**Action item**
Nothing but the lines from the one containing "Where can you spot the girl wearing black" through the last line of the data below should be returned, each copied exactly.

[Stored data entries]
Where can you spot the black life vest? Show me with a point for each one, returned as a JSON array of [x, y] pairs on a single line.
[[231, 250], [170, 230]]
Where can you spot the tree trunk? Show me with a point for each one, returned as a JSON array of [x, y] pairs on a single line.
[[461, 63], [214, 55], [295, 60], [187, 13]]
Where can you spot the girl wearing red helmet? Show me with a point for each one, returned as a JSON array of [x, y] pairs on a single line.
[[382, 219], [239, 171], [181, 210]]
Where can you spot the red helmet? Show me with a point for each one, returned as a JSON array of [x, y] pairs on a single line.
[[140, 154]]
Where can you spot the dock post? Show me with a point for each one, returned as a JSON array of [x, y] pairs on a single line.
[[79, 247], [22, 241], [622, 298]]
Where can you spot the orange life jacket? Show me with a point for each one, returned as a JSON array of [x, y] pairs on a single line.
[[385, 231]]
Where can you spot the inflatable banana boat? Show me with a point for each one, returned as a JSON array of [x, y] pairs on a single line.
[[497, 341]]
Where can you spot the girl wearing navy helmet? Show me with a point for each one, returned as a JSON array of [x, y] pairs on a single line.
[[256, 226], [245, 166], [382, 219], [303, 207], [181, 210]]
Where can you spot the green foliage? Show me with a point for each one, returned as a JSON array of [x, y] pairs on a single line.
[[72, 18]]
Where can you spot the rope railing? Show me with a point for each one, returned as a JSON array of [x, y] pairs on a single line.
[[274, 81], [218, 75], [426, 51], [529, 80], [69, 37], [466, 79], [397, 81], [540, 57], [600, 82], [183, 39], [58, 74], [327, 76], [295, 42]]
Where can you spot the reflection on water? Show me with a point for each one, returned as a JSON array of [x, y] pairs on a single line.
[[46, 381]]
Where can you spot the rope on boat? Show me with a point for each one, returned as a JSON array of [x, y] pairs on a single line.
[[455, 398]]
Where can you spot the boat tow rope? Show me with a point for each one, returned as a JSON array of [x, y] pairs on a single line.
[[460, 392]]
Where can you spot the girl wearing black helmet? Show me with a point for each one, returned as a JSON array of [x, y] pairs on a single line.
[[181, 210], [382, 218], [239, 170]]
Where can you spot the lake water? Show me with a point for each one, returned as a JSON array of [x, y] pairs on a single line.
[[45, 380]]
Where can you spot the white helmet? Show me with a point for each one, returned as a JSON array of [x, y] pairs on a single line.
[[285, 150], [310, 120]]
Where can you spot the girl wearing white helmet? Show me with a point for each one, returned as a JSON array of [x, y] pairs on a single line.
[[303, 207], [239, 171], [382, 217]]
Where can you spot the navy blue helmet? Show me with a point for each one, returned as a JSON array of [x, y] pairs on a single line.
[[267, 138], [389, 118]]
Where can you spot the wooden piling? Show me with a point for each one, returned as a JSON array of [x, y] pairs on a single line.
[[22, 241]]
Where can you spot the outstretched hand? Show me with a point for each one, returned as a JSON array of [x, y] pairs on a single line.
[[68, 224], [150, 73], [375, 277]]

**Response to this exercise**
Where can you spot the girl wearing black helmet? Show me with a point for each one, returned as a JSON array of [x, y] pairs on a single line.
[[181, 210], [382, 218], [239, 170]]
Where can you spot the lake water? Show me with a point for each one, returned as a JSON array of [x, y] pairs on a single line.
[[45, 380]]
Where can you spot the white helmet? Show me with a point for each one, returned as a JSON array of [x, y] pairs on a single line.
[[285, 150], [310, 120]]
Where can you spot the girl wearing white helmet? Show me with a point for each one, returned as a JSON array of [x, y] pairs on a single line.
[[303, 207], [239, 171], [382, 217]]
Where can you spot the navy blue helmet? Show me with a point for each one, returned as a JSON array of [x, y] pairs on a single line.
[[267, 138], [389, 118]]
Where can you spot the wooden piling? Show me with a point for each one, returned as a JSON array of [x, y] pairs on a single line.
[[22, 241]]
Where can you spot the outstretched hand? Show me with a point for each one, returned as a JSON array of [x, y] pairs on a single line.
[[68, 224], [150, 73], [375, 277]]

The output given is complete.